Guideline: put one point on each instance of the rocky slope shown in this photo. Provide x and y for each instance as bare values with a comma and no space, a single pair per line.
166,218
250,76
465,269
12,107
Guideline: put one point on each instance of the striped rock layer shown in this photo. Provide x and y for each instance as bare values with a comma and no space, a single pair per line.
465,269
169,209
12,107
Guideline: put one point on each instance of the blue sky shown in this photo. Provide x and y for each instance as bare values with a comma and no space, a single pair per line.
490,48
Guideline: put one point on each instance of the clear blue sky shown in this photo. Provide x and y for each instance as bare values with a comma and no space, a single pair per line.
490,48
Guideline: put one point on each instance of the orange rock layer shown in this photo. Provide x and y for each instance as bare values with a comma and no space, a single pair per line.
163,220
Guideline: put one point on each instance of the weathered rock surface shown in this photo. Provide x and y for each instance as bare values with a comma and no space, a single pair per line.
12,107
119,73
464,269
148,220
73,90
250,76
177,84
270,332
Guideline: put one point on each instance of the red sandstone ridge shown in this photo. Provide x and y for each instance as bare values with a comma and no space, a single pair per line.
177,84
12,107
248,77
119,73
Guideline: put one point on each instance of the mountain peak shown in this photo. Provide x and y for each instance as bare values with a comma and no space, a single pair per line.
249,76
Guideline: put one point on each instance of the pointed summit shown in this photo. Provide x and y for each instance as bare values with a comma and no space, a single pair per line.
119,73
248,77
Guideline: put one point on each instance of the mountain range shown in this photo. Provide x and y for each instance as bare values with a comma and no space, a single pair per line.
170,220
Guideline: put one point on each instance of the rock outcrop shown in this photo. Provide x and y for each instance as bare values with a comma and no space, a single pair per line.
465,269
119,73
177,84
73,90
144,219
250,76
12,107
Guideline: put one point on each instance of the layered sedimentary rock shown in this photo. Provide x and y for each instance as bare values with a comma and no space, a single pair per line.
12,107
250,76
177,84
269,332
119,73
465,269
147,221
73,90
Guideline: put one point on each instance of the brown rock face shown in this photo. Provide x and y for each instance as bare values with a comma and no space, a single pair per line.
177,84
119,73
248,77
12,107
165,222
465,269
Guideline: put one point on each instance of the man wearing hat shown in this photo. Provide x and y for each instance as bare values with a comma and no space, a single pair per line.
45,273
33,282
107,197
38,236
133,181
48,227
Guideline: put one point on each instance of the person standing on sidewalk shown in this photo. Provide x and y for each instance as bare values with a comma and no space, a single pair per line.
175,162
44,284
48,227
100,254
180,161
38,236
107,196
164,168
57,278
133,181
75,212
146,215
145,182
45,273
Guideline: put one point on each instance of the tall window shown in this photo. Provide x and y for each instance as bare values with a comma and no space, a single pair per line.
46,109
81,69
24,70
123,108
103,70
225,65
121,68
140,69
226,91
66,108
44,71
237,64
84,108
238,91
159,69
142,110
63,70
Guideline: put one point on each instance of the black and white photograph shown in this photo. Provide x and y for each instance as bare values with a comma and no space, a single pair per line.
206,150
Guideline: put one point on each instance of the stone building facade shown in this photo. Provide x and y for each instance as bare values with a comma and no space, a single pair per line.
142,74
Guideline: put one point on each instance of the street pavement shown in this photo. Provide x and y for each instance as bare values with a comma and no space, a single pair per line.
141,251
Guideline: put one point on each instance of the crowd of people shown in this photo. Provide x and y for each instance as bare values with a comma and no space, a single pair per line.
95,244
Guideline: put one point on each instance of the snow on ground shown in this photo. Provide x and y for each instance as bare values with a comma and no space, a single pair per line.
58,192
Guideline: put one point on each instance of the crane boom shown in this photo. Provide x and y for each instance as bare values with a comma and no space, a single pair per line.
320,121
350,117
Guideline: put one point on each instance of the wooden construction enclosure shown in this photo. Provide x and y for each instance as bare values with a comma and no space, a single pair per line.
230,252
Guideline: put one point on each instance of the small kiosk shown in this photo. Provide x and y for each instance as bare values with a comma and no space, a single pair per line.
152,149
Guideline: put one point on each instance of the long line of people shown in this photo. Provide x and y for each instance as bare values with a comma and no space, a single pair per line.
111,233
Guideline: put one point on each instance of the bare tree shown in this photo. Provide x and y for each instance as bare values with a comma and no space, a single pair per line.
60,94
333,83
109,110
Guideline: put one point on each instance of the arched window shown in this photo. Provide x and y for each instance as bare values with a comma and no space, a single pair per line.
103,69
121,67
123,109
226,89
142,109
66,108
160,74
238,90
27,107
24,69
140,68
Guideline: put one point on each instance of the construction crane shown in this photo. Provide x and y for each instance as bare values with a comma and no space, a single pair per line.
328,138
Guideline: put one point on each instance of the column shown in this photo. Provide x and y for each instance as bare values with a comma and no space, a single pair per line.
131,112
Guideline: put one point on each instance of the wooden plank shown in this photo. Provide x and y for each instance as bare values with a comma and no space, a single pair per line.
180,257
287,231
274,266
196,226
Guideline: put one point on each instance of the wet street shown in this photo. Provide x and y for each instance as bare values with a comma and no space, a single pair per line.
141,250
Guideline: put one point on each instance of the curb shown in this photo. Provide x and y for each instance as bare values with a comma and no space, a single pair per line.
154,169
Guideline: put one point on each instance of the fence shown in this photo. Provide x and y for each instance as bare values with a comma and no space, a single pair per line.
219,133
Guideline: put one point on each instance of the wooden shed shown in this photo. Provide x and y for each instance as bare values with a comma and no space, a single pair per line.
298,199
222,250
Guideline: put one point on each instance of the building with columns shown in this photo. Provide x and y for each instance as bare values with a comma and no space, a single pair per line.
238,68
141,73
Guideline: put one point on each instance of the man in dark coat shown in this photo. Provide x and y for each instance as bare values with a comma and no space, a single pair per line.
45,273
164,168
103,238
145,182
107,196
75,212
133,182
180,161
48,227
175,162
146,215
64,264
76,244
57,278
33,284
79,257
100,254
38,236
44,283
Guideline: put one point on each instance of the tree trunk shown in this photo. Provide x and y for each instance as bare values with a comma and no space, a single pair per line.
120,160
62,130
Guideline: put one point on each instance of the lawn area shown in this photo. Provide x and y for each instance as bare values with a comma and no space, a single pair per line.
********
Task statement
The required output is each line from the one with "Guideline: put one point on each instance of the building" through the end of the material above, repeated exactly with both ends included.

Finished task
Guideline: put one point on each instance of the building with columns shown in this photo. Provide x and y for each instance as bare values with a comma and no space, a single pair per line.
238,68
141,73
Guideline: put one point on each instance of the man in dark coat shown in this photo. Provide x and y for each instance as bare values with a comma and no space, a single pair per line.
45,273
164,168
103,238
145,182
107,196
75,212
133,182
180,161
48,227
175,162
146,215
64,264
76,244
57,278
33,284
79,257
100,254
38,236
44,283
Guideline: put one point on each instance of the tree trunk shown in this photo. Provide x and y for each instance as bare values with a comma and no space, a single pair per line.
120,160
62,130
Guideline: put one point on each instance of the lawn area shown in this photo. Provide x and y for each instance as bare values with a comma and no space, a single pair per line.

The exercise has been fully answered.